> **Provided data**:
• • • • •
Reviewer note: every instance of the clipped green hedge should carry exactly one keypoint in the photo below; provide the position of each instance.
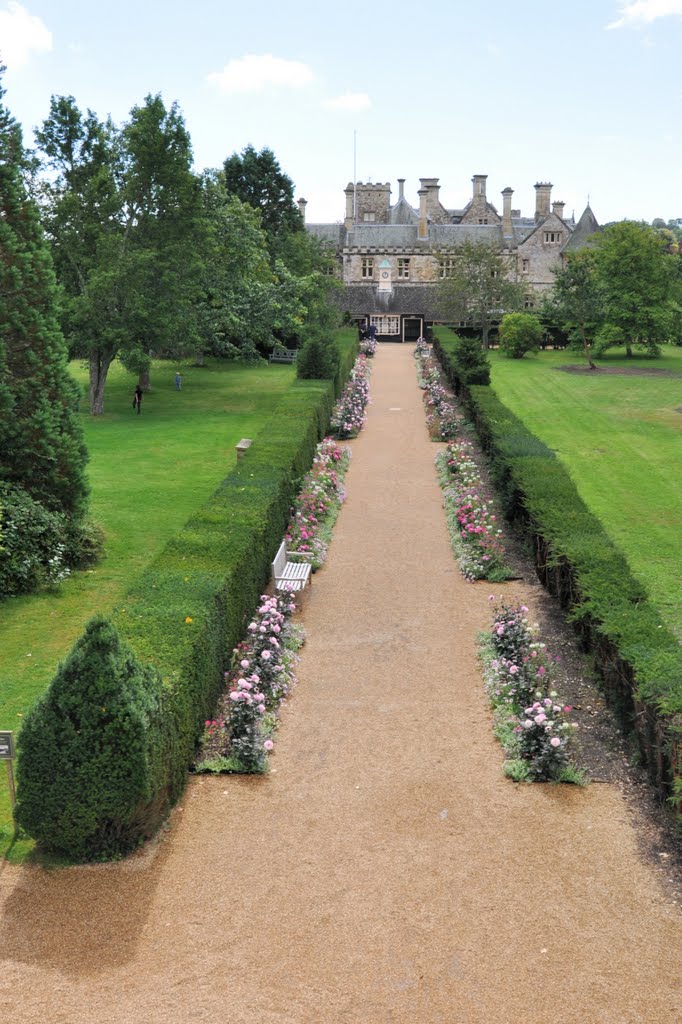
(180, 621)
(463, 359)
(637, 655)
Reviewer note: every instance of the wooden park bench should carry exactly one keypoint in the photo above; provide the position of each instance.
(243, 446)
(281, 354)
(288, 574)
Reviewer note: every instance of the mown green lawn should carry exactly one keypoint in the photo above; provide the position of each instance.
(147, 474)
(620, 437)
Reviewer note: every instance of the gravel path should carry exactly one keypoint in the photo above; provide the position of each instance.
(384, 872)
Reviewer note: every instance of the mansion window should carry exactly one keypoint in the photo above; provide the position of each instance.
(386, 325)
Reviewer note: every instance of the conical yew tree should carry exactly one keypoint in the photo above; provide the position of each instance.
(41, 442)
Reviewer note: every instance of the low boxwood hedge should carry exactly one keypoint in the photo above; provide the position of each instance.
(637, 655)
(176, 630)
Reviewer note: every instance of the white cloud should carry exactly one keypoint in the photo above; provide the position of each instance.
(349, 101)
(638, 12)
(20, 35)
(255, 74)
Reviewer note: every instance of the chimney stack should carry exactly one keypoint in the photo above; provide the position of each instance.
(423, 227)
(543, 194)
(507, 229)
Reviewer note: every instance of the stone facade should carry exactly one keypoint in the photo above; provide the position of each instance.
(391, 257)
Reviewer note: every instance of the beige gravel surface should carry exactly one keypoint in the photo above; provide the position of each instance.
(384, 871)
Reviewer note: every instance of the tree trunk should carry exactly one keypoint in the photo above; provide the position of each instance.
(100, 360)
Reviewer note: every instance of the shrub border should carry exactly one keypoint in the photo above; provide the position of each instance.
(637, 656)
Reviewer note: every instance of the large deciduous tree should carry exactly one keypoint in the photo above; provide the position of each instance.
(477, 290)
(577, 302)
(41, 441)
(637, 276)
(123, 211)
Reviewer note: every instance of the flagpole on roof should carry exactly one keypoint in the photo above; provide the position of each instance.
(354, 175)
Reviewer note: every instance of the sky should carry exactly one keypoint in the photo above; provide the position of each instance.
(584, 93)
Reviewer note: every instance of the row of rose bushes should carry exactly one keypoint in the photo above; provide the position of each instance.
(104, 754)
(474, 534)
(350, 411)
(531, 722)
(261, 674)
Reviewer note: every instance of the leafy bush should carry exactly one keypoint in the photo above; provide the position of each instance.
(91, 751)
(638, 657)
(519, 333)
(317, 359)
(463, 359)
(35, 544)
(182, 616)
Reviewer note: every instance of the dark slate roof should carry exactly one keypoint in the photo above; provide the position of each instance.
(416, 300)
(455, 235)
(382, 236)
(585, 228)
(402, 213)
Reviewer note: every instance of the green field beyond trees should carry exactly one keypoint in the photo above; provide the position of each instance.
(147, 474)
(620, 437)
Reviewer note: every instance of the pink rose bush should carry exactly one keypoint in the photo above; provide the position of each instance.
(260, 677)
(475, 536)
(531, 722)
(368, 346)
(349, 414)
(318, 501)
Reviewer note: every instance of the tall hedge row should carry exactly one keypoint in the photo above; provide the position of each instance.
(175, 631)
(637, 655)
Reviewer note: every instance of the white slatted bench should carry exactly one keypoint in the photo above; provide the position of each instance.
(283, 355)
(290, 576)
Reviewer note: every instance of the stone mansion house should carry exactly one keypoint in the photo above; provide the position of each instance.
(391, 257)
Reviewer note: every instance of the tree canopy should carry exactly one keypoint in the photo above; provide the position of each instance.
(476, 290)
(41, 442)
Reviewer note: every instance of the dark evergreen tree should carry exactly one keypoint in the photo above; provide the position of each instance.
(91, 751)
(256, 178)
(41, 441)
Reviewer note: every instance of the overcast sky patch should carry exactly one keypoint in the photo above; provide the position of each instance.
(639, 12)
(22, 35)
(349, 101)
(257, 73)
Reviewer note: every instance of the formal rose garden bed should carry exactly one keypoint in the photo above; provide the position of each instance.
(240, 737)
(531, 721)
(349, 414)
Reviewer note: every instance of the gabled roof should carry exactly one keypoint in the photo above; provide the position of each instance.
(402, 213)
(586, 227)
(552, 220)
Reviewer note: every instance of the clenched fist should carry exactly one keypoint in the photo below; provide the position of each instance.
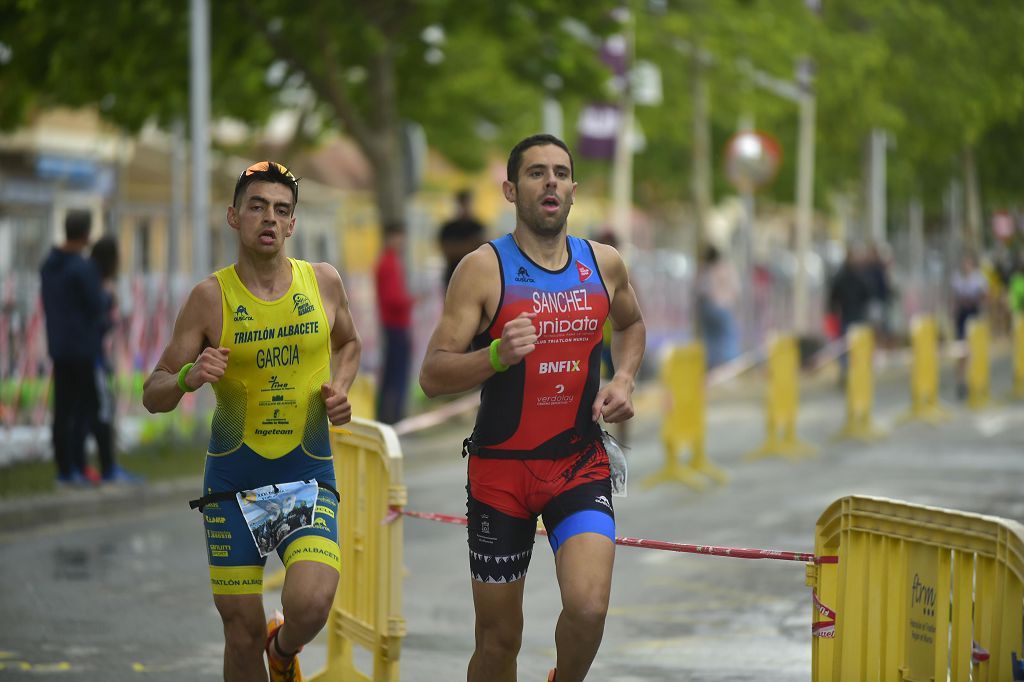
• • • • •
> **To do**: From the line containing "Reviewer note: every instance of the dark evergreen" through the end of the entries, quote each line exactly and nothing else, excluding all pictures.

> **Full answer**:
Reviewer note: every instance of the dark evergreen tree should carry exactly one keypoint in the photo above; provide the position of each instance.
(91, 751)
(256, 178)
(41, 441)
Reviewer note: every instance of the overcast sky patch should carry exactly one keypoint in the photo above; provide the position of each instance.
(639, 12)
(22, 35)
(349, 101)
(257, 73)
Reviewer note: every instance of the formal rose garden bed should carry exactly one keypoint in the photo above; provide the position of each instance.
(240, 737)
(531, 721)
(349, 414)
Reviewer note: every instance of the gabled roof should carry exactly one keypoint in the photo above; provide the position of each instance.
(402, 213)
(586, 227)
(552, 220)
Reviewer note: every instance of the clenched fist should carry exactly one keypoint in the photo below; provide the position of each instance.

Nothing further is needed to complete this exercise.